◆ **Description of the task**
Copy out every line of the data below word for word, leaving the pictures out of your answer.
** begin **
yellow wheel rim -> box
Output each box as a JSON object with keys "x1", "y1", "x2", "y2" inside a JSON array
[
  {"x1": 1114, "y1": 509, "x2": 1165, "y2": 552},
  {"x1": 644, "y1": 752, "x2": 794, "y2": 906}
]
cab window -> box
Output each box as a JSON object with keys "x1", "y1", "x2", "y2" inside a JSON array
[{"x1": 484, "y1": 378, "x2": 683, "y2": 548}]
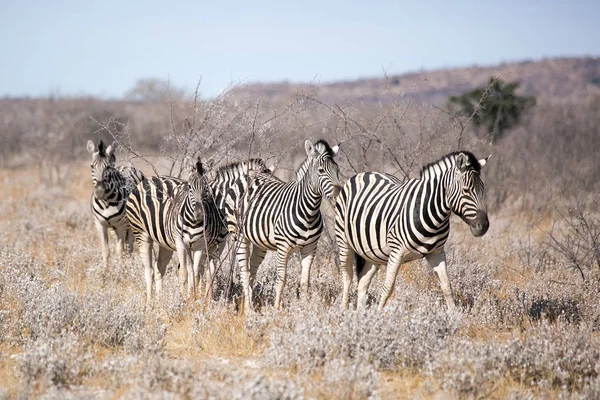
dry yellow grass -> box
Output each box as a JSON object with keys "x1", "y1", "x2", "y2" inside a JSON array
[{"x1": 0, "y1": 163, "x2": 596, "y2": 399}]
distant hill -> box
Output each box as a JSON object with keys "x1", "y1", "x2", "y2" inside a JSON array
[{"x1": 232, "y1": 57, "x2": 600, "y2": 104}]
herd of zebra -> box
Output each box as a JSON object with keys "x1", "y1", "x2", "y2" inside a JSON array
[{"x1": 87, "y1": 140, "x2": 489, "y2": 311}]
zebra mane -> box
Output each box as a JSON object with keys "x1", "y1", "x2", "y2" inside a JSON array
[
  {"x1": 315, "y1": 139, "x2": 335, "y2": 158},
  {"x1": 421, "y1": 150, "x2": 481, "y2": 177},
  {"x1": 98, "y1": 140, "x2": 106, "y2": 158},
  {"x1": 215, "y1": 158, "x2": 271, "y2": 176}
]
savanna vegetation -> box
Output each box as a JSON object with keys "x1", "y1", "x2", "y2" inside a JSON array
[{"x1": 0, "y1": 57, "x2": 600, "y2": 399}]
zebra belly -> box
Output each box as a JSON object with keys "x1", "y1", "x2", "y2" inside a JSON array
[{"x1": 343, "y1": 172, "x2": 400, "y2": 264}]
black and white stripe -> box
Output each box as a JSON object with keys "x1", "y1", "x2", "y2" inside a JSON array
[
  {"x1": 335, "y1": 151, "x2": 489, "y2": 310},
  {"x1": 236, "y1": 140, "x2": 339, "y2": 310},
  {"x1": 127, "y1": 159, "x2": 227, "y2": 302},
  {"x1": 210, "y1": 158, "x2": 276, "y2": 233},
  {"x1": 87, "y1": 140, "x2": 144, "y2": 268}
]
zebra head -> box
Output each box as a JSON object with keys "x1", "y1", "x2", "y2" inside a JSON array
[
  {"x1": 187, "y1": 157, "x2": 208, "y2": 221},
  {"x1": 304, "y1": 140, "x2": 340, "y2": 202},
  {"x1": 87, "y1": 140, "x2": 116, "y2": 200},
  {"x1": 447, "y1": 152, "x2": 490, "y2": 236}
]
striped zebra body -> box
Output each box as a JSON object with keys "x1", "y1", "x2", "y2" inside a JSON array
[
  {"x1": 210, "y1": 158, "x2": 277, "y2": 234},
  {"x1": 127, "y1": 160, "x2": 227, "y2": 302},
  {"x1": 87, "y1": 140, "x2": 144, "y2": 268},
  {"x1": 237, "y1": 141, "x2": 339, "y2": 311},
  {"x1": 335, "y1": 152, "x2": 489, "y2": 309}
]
** end **
◆ **Solution for this task**
yellow wheel rim -> box
Output each box as a JSON object with keys "x1", "y1", "x2", "y2" inside a JSON array
[
  {"x1": 1114, "y1": 509, "x2": 1165, "y2": 552},
  {"x1": 644, "y1": 752, "x2": 794, "y2": 906}
]
cab window -> box
Output each box as a JSON object with keys "x1", "y1", "x2", "y2" inside a JSON array
[{"x1": 484, "y1": 378, "x2": 683, "y2": 548}]
dry yellow grass -> box
Output each box as a JSON object with keys "x1", "y1", "x2", "y2" inside a JSON array
[{"x1": 0, "y1": 163, "x2": 596, "y2": 399}]
distant hill -> box
Output each box as a JSON object with keys "x1", "y1", "x2", "y2" inside a JSON array
[{"x1": 232, "y1": 57, "x2": 600, "y2": 104}]
herd of zebra -> box
Output each box as a JSON object with keys "x1", "y1", "x2", "y2" inside a JSON array
[{"x1": 87, "y1": 140, "x2": 489, "y2": 311}]
zebra mane -> box
Output each box as a JSON object with keys "x1", "y1", "x2", "y2" inside a JSON array
[
  {"x1": 315, "y1": 139, "x2": 335, "y2": 158},
  {"x1": 421, "y1": 150, "x2": 481, "y2": 177},
  {"x1": 98, "y1": 140, "x2": 106, "y2": 158},
  {"x1": 215, "y1": 158, "x2": 271, "y2": 176}
]
savanna vegetation -> box
Output each box as a JSON object with keys "x1", "y1", "x2", "y2" inside a JSON array
[{"x1": 0, "y1": 57, "x2": 600, "y2": 399}]
zebra belly -> box
Output each box as a JSON object with keys "x1", "y1", "x2", "y2" inside a JSON array
[{"x1": 343, "y1": 172, "x2": 400, "y2": 264}]
black and white stripe -> box
Output each box as a JSON object with keys "x1", "y1", "x2", "y2" inside a JSON array
[
  {"x1": 335, "y1": 151, "x2": 489, "y2": 310},
  {"x1": 236, "y1": 140, "x2": 339, "y2": 310},
  {"x1": 127, "y1": 159, "x2": 227, "y2": 302},
  {"x1": 210, "y1": 158, "x2": 276, "y2": 233},
  {"x1": 87, "y1": 140, "x2": 144, "y2": 268}
]
zebra head -> box
Output each box as a JSON object with keys "x1", "y1", "x2", "y2" inside a JSON array
[
  {"x1": 187, "y1": 157, "x2": 208, "y2": 221},
  {"x1": 304, "y1": 140, "x2": 340, "y2": 202},
  {"x1": 87, "y1": 140, "x2": 116, "y2": 200},
  {"x1": 447, "y1": 152, "x2": 490, "y2": 236}
]
striped zebra body -> box
Output each box as a JSON object with keys "x1", "y1", "x2", "y2" inside a JSON array
[
  {"x1": 210, "y1": 158, "x2": 277, "y2": 234},
  {"x1": 127, "y1": 160, "x2": 227, "y2": 302},
  {"x1": 87, "y1": 140, "x2": 144, "y2": 268},
  {"x1": 237, "y1": 141, "x2": 339, "y2": 311},
  {"x1": 335, "y1": 152, "x2": 489, "y2": 309}
]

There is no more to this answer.